◆ Task statement ◆
All of the data is to be restated word for word.

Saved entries
....

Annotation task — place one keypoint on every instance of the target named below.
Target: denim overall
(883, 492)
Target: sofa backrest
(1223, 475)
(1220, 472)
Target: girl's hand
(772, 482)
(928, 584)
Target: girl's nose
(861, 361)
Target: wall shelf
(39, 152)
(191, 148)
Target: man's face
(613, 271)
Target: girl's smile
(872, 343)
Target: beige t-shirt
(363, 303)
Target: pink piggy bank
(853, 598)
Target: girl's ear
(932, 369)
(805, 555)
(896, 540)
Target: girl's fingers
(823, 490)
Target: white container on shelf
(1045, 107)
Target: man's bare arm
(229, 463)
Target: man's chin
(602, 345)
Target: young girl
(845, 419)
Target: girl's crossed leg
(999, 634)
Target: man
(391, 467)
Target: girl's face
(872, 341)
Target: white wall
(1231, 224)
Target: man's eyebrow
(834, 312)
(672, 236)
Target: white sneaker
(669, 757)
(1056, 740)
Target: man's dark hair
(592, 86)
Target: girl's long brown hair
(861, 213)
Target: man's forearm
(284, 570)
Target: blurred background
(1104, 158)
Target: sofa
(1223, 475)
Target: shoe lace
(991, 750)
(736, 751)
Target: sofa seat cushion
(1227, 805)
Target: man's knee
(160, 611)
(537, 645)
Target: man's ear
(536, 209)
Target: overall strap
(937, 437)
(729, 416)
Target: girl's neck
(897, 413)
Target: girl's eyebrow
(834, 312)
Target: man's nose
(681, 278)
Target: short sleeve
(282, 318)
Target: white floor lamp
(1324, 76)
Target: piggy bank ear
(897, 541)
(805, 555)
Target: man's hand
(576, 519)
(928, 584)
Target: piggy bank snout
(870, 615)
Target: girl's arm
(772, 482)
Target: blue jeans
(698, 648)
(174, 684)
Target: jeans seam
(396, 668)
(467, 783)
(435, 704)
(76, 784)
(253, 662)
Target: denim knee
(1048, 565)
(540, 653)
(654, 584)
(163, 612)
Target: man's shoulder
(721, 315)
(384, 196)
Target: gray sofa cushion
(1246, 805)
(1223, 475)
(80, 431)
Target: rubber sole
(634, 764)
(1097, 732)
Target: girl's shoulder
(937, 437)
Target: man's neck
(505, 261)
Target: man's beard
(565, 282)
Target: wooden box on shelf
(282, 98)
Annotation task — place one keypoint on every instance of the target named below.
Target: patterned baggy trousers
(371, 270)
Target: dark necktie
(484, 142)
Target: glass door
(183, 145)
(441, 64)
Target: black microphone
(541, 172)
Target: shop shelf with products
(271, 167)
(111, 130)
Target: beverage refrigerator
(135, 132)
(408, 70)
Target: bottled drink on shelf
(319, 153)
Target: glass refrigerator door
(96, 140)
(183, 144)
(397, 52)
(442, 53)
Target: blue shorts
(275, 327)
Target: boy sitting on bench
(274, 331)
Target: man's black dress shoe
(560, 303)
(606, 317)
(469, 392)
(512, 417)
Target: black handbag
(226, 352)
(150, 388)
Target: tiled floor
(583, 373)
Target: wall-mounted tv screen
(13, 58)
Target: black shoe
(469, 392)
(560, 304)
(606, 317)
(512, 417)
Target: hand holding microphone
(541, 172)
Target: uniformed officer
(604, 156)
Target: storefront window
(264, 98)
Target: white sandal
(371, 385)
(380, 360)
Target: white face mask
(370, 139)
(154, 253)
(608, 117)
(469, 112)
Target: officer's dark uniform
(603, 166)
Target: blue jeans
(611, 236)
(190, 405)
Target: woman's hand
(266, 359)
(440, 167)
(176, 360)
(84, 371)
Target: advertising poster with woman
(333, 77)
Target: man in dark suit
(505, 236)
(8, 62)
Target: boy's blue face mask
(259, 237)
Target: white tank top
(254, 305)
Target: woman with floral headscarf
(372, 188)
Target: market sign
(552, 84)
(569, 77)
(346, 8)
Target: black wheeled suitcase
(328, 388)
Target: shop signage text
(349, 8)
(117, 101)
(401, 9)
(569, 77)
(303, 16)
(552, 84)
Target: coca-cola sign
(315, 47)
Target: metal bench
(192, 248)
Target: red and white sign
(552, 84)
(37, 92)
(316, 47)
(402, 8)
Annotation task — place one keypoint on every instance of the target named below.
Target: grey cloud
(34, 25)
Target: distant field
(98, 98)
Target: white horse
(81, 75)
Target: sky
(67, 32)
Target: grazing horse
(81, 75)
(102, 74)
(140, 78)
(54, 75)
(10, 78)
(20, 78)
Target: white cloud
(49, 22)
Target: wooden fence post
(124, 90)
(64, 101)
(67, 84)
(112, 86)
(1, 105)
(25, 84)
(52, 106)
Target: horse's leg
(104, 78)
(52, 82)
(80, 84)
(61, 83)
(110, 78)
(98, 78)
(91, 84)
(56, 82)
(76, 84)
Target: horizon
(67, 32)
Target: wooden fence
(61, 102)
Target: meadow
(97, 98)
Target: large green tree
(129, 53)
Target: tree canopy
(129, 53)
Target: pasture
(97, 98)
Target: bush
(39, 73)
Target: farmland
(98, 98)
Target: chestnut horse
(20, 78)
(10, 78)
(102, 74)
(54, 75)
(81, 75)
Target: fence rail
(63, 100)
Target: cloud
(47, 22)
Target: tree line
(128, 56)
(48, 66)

....

◆ Task result ◆
Annotation task — place one keypoint on every instance of the target named below.
Target: denim overall
(883, 492)
Target: sofa backrest
(1223, 475)
(1220, 472)
Target: girl's hand
(772, 482)
(928, 584)
Target: girl's nose
(861, 361)
Target: wall shelf
(39, 152)
(191, 148)
Target: man's face
(613, 271)
Target: girl's smile
(872, 343)
Target: beige t-shirt
(363, 303)
Target: pink piggy bank
(853, 598)
Target: girl's ear
(932, 369)
(805, 555)
(896, 540)
Target: girl's fingers
(823, 490)
Target: white container on shelf
(1045, 107)
Target: man's bare arm
(229, 463)
Target: man's chin
(602, 345)
Target: young girl
(845, 419)
Target: girl's crossed leg
(999, 634)
Target: man
(391, 467)
Target: girl's face
(872, 341)
Target: white wall
(1231, 224)
Target: man's eyebrow
(834, 312)
(672, 236)
Target: white sneaker
(669, 757)
(1056, 740)
Target: man's dark hair
(592, 86)
Target: girl's long brown hair
(861, 213)
Target: man's forearm
(284, 570)
Target: blurred background
(1104, 158)
Target: sofa
(1223, 475)
Target: shoe lace
(991, 750)
(736, 751)
Target: sofa seat cushion
(1227, 805)
Target: man's knee
(160, 611)
(537, 645)
Target: man's ear
(536, 209)
Target: overall strap
(937, 437)
(729, 416)
Target: girl's neck
(897, 413)
Target: girl's eyebrow
(834, 312)
Target: man's nose
(681, 278)
Target: short sleeve
(282, 318)
Target: white floor lamp
(1324, 76)
Target: piggy bank ear
(897, 541)
(805, 555)
Target: man's hand
(576, 519)
(928, 584)
Target: piggy bank snout
(870, 615)
Target: girl's arm
(772, 482)
Target: blue jeans
(698, 648)
(174, 684)
Target: jeans seam
(396, 668)
(467, 783)
(435, 704)
(76, 784)
(253, 662)
Target: denim knee
(1048, 565)
(540, 653)
(654, 584)
(163, 612)
Target: man's shoulder
(721, 315)
(384, 196)
Target: gray sofa cushion
(1246, 805)
(1223, 475)
(80, 431)
Target: rubber sole
(634, 764)
(1097, 732)
Target: girl's shoulder
(937, 437)
Target: man's neck
(505, 261)
Target: man's beard
(565, 282)
Target: wooden box on shelf
(282, 98)
Annotation task — place one keypoint on every instance of the target named below.
Target: patterned baggy trousers
(371, 270)
Target: dark necktie
(484, 142)
Target: glass door
(183, 145)
(441, 64)
Target: black microphone
(541, 172)
Target: shop shelf with products
(271, 167)
(111, 130)
Target: beverage refrigerator
(135, 132)
(408, 70)
Target: bottled drink on shelf
(319, 153)
Target: glass refrigerator door
(96, 140)
(183, 144)
(397, 52)
(442, 53)
Target: blue shorts
(275, 327)
Target: boy sitting on bench
(274, 331)
Target: man's black dress shoe
(560, 303)
(606, 317)
(469, 392)
(512, 417)
Target: black handbag
(226, 352)
(150, 388)
Target: tiled floor
(583, 373)
Target: wall-mounted tv screen
(13, 58)
Target: black shoe
(469, 392)
(560, 304)
(606, 317)
(512, 417)
Target: hand holding microphone
(541, 172)
Target: uniformed officer
(604, 156)
Target: storefront window
(264, 98)
Target: white sandal
(371, 385)
(380, 360)
Target: white face mask
(370, 139)
(154, 253)
(608, 117)
(469, 112)
Target: officer's dark uniform
(603, 166)
Target: blue jeans
(611, 236)
(190, 405)
Target: woman's hand
(266, 359)
(440, 167)
(176, 360)
(84, 371)
Target: advertising poster with woman
(333, 77)
Target: man in dark suit
(505, 236)
(8, 62)
Target: boy's blue face mask
(259, 237)
Target: white tank top
(254, 305)
Target: woman with floral headscarf
(372, 188)
Target: market sign
(552, 84)
(569, 77)
(346, 8)
Target: black wheeled suitcase
(328, 388)
Target: shop signage text
(349, 8)
(117, 101)
(401, 9)
(569, 77)
(303, 16)
(552, 84)
Target: coca-cola sign
(315, 47)
Target: metal bench
(192, 248)
Target: red and white sign
(552, 84)
(37, 92)
(316, 47)
(402, 8)
Annotation task — place one keypoint on every instance of the target named below.
Target: grey cloud
(34, 25)
Target: distant field
(98, 98)
Target: white horse
(81, 75)
Target: sky
(67, 32)
Target: grazing horse
(81, 75)
(102, 74)
(140, 78)
(54, 75)
(10, 78)
(20, 78)
Target: white cloud
(49, 22)
Target: wooden fence post
(124, 90)
(64, 101)
(67, 84)
(112, 86)
(1, 105)
(25, 84)
(52, 106)
Target: horse's leg
(104, 78)
(52, 82)
(80, 84)
(61, 83)
(110, 78)
(98, 78)
(91, 84)
(56, 82)
(76, 84)
Target: horizon
(67, 32)
Target: wooden fence
(61, 102)
Target: meadow
(97, 98)
Target: large green tree
(129, 53)
Target: tree canopy
(129, 53)
Target: pasture
(97, 98)
Target: bush
(39, 73)
Target: farmland
(98, 98)
Target: chestnut horse
(20, 78)
(10, 78)
(102, 74)
(54, 75)
(81, 75)
Target: fence rail
(63, 100)
Target: cloud
(47, 22)
Target: tree line
(128, 56)
(48, 66)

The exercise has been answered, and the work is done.